* [Stated goal] Please return every line of the material below word for word, leaving out the pictures.

[Some material]
# # #
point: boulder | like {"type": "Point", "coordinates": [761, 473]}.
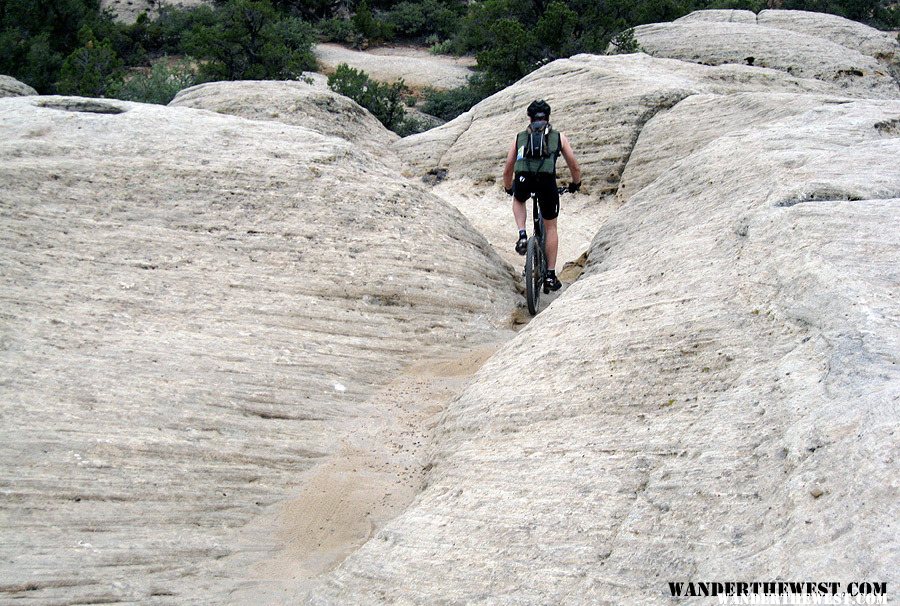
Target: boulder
{"type": "Point", "coordinates": [713, 399]}
{"type": "Point", "coordinates": [599, 102]}
{"type": "Point", "coordinates": [719, 16]}
{"type": "Point", "coordinates": [296, 103]}
{"type": "Point", "coordinates": [801, 55]}
{"type": "Point", "coordinates": [10, 87]}
{"type": "Point", "coordinates": [200, 314]}
{"type": "Point", "coordinates": [851, 34]}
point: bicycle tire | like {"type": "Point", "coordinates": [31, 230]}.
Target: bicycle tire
{"type": "Point", "coordinates": [533, 276]}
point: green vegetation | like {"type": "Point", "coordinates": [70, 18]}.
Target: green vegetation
{"type": "Point", "coordinates": [159, 85]}
{"type": "Point", "coordinates": [71, 46]}
{"type": "Point", "coordinates": [385, 101]}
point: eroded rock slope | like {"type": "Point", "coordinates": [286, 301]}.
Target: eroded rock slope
{"type": "Point", "coordinates": [856, 58]}
{"type": "Point", "coordinates": [196, 310]}
{"type": "Point", "coordinates": [10, 87]}
{"type": "Point", "coordinates": [715, 398]}
{"type": "Point", "coordinates": [297, 103]}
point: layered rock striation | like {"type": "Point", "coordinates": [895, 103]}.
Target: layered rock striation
{"type": "Point", "coordinates": [715, 398]}
{"type": "Point", "coordinates": [296, 103]}
{"type": "Point", "coordinates": [856, 58]}
{"type": "Point", "coordinates": [197, 309]}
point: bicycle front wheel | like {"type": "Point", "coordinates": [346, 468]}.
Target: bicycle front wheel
{"type": "Point", "coordinates": [533, 277]}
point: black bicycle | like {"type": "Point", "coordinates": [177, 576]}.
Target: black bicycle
{"type": "Point", "coordinates": [536, 258]}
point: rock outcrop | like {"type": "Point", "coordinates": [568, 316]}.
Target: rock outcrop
{"type": "Point", "coordinates": [206, 325]}
{"type": "Point", "coordinates": [417, 68]}
{"type": "Point", "coordinates": [851, 34]}
{"type": "Point", "coordinates": [296, 103]}
{"type": "Point", "coordinates": [719, 16]}
{"type": "Point", "coordinates": [784, 46]}
{"type": "Point", "coordinates": [198, 311]}
{"type": "Point", "coordinates": [713, 399]}
{"type": "Point", "coordinates": [10, 87]}
{"type": "Point", "coordinates": [600, 102]}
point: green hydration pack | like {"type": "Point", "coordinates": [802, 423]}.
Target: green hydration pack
{"type": "Point", "coordinates": [537, 149]}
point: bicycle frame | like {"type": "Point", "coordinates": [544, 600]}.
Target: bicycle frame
{"type": "Point", "coordinates": [540, 234]}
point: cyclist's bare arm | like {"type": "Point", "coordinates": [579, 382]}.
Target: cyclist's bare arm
{"type": "Point", "coordinates": [569, 156]}
{"type": "Point", "coordinates": [510, 165]}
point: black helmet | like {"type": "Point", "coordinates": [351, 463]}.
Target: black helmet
{"type": "Point", "coordinates": [539, 108]}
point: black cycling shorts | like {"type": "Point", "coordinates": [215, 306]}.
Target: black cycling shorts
{"type": "Point", "coordinates": [541, 184]}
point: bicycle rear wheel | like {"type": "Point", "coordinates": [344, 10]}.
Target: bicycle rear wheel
{"type": "Point", "coordinates": [533, 276]}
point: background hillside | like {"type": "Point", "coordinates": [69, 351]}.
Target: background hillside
{"type": "Point", "coordinates": [256, 348]}
{"type": "Point", "coordinates": [129, 50]}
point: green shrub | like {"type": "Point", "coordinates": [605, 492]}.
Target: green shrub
{"type": "Point", "coordinates": [423, 17]}
{"type": "Point", "coordinates": [556, 29]}
{"type": "Point", "coordinates": [36, 37]}
{"type": "Point", "coordinates": [370, 28]}
{"type": "Point", "coordinates": [92, 70]}
{"type": "Point", "coordinates": [160, 85]}
{"type": "Point", "coordinates": [511, 53]}
{"type": "Point", "coordinates": [336, 30]}
{"type": "Point", "coordinates": [448, 104]}
{"type": "Point", "coordinates": [251, 41]}
{"type": "Point", "coordinates": [385, 101]}
{"type": "Point", "coordinates": [625, 43]}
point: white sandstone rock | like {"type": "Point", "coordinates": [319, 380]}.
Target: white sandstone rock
{"type": "Point", "coordinates": [729, 353]}
{"type": "Point", "coordinates": [798, 54]}
{"type": "Point", "coordinates": [294, 103]}
{"type": "Point", "coordinates": [183, 291]}
{"type": "Point", "coordinates": [851, 34]}
{"type": "Point", "coordinates": [599, 102]}
{"type": "Point", "coordinates": [719, 16]}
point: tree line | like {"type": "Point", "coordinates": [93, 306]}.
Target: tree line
{"type": "Point", "coordinates": [73, 47]}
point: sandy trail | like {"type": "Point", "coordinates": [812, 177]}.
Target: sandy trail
{"type": "Point", "coordinates": [345, 500]}
{"type": "Point", "coordinates": [490, 211]}
{"type": "Point", "coordinates": [417, 68]}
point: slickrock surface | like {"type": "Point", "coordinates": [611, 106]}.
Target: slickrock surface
{"type": "Point", "coordinates": [719, 15]}
{"type": "Point", "coordinates": [802, 55]}
{"type": "Point", "coordinates": [10, 87]}
{"type": "Point", "coordinates": [199, 314]}
{"type": "Point", "coordinates": [417, 68]}
{"type": "Point", "coordinates": [714, 399]}
{"type": "Point", "coordinates": [128, 10]}
{"type": "Point", "coordinates": [599, 102]}
{"type": "Point", "coordinates": [296, 103]}
{"type": "Point", "coordinates": [852, 34]}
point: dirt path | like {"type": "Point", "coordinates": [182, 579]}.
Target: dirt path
{"type": "Point", "coordinates": [347, 499]}
{"type": "Point", "coordinates": [418, 68]}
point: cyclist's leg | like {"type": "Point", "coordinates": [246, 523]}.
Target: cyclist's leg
{"type": "Point", "coordinates": [552, 240]}
{"type": "Point", "coordinates": [519, 212]}
{"type": "Point", "coordinates": [550, 210]}
{"type": "Point", "coordinates": [521, 192]}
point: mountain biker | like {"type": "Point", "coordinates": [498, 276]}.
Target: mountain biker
{"type": "Point", "coordinates": [535, 173]}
# # #
* [The result]
point: boulder | like {"type": "Point", "coordinates": [761, 473]}.
Target: boulder
{"type": "Point", "coordinates": [713, 399]}
{"type": "Point", "coordinates": [599, 102]}
{"type": "Point", "coordinates": [719, 16]}
{"type": "Point", "coordinates": [296, 103]}
{"type": "Point", "coordinates": [801, 55]}
{"type": "Point", "coordinates": [10, 87]}
{"type": "Point", "coordinates": [200, 314]}
{"type": "Point", "coordinates": [851, 34]}
point: bicycle tire | like {"type": "Point", "coordinates": [31, 230]}.
Target: bicycle tire
{"type": "Point", "coordinates": [533, 276]}
point: green vegetation | like {"type": "Point", "coordinates": [70, 18]}.
Target: green vegetation
{"type": "Point", "coordinates": [159, 85]}
{"type": "Point", "coordinates": [71, 46]}
{"type": "Point", "coordinates": [385, 101]}
point: eroded rock slope | like {"type": "Point", "coordinates": [286, 301]}.
Target: eroded rock slope
{"type": "Point", "coordinates": [856, 58]}
{"type": "Point", "coordinates": [196, 310]}
{"type": "Point", "coordinates": [10, 87]}
{"type": "Point", "coordinates": [715, 398]}
{"type": "Point", "coordinates": [297, 103]}
point: layered rock striation | like {"type": "Point", "coordinates": [895, 103]}.
Target: layered rock striation
{"type": "Point", "coordinates": [715, 398]}
{"type": "Point", "coordinates": [296, 103]}
{"type": "Point", "coordinates": [856, 58]}
{"type": "Point", "coordinates": [197, 309]}
point: bicycle front wheel | like {"type": "Point", "coordinates": [346, 468]}.
Target: bicycle front wheel
{"type": "Point", "coordinates": [533, 277]}
point: black bicycle | like {"type": "Point", "coordinates": [177, 576]}.
Target: black bicycle
{"type": "Point", "coordinates": [536, 258]}
point: rock outcrop | like {"type": "Point", "coordinates": [568, 316]}.
Target: rock outcrop
{"type": "Point", "coordinates": [206, 325]}
{"type": "Point", "coordinates": [417, 68]}
{"type": "Point", "coordinates": [851, 34]}
{"type": "Point", "coordinates": [296, 103]}
{"type": "Point", "coordinates": [719, 16]}
{"type": "Point", "coordinates": [784, 46]}
{"type": "Point", "coordinates": [198, 311]}
{"type": "Point", "coordinates": [713, 399]}
{"type": "Point", "coordinates": [10, 87]}
{"type": "Point", "coordinates": [600, 102]}
point: green hydration pack | like {"type": "Point", "coordinates": [802, 423]}.
Target: green hydration pack
{"type": "Point", "coordinates": [537, 149]}
point: bicycle frame | like {"type": "Point", "coordinates": [544, 600]}.
Target: bicycle frame
{"type": "Point", "coordinates": [540, 234]}
point: cyclist's bare arm | like {"type": "Point", "coordinates": [579, 382]}.
Target: cyclist's bare arm
{"type": "Point", "coordinates": [569, 156]}
{"type": "Point", "coordinates": [510, 165]}
point: black helmet | like {"type": "Point", "coordinates": [351, 463]}.
Target: black helmet
{"type": "Point", "coordinates": [539, 108]}
point: black cycling shorts | like {"type": "Point", "coordinates": [215, 306]}.
Target: black cycling shorts
{"type": "Point", "coordinates": [541, 184]}
point: bicycle rear wheel | like {"type": "Point", "coordinates": [344, 10]}.
Target: bicycle rear wheel
{"type": "Point", "coordinates": [533, 276]}
point: background hillside | like {"type": "Point", "coordinates": [69, 351]}.
Target: background hillside
{"type": "Point", "coordinates": [256, 348]}
{"type": "Point", "coordinates": [129, 50]}
point: green shrub | like {"type": "Point", "coordinates": [605, 492]}.
Target: green shrub
{"type": "Point", "coordinates": [423, 17]}
{"type": "Point", "coordinates": [556, 29]}
{"type": "Point", "coordinates": [36, 37]}
{"type": "Point", "coordinates": [370, 28]}
{"type": "Point", "coordinates": [92, 70]}
{"type": "Point", "coordinates": [160, 85]}
{"type": "Point", "coordinates": [511, 53]}
{"type": "Point", "coordinates": [336, 30]}
{"type": "Point", "coordinates": [448, 104]}
{"type": "Point", "coordinates": [251, 41]}
{"type": "Point", "coordinates": [385, 101]}
{"type": "Point", "coordinates": [625, 43]}
point: white sandstone rock | like {"type": "Point", "coordinates": [319, 380]}.
Target: white sandstone rock
{"type": "Point", "coordinates": [729, 353]}
{"type": "Point", "coordinates": [798, 54]}
{"type": "Point", "coordinates": [294, 103]}
{"type": "Point", "coordinates": [183, 291]}
{"type": "Point", "coordinates": [851, 34]}
{"type": "Point", "coordinates": [599, 102]}
{"type": "Point", "coordinates": [719, 16]}
point: tree line | like {"type": "Point", "coordinates": [93, 306]}.
Target: tree line
{"type": "Point", "coordinates": [73, 47]}
point: sandy trail | like {"type": "Point", "coordinates": [812, 177]}.
Target: sandy trail
{"type": "Point", "coordinates": [345, 500]}
{"type": "Point", "coordinates": [490, 211]}
{"type": "Point", "coordinates": [417, 68]}
point: slickrock surface | like {"type": "Point", "coordinates": [611, 106]}.
Target: slickrock surface
{"type": "Point", "coordinates": [719, 15]}
{"type": "Point", "coordinates": [802, 55]}
{"type": "Point", "coordinates": [10, 87]}
{"type": "Point", "coordinates": [199, 314]}
{"type": "Point", "coordinates": [417, 68]}
{"type": "Point", "coordinates": [714, 399]}
{"type": "Point", "coordinates": [128, 10]}
{"type": "Point", "coordinates": [599, 102]}
{"type": "Point", "coordinates": [296, 103]}
{"type": "Point", "coordinates": [852, 34]}
point: dirt path | like {"type": "Point", "coordinates": [182, 579]}.
Target: dirt path
{"type": "Point", "coordinates": [347, 499]}
{"type": "Point", "coordinates": [418, 68]}
point: cyclist's leg | like {"type": "Point", "coordinates": [246, 523]}.
Target: cyclist's leg
{"type": "Point", "coordinates": [552, 240]}
{"type": "Point", "coordinates": [519, 212]}
{"type": "Point", "coordinates": [550, 210]}
{"type": "Point", "coordinates": [521, 192]}
point: mountain biker | like {"type": "Point", "coordinates": [498, 276]}.
Target: mountain biker
{"type": "Point", "coordinates": [535, 173]}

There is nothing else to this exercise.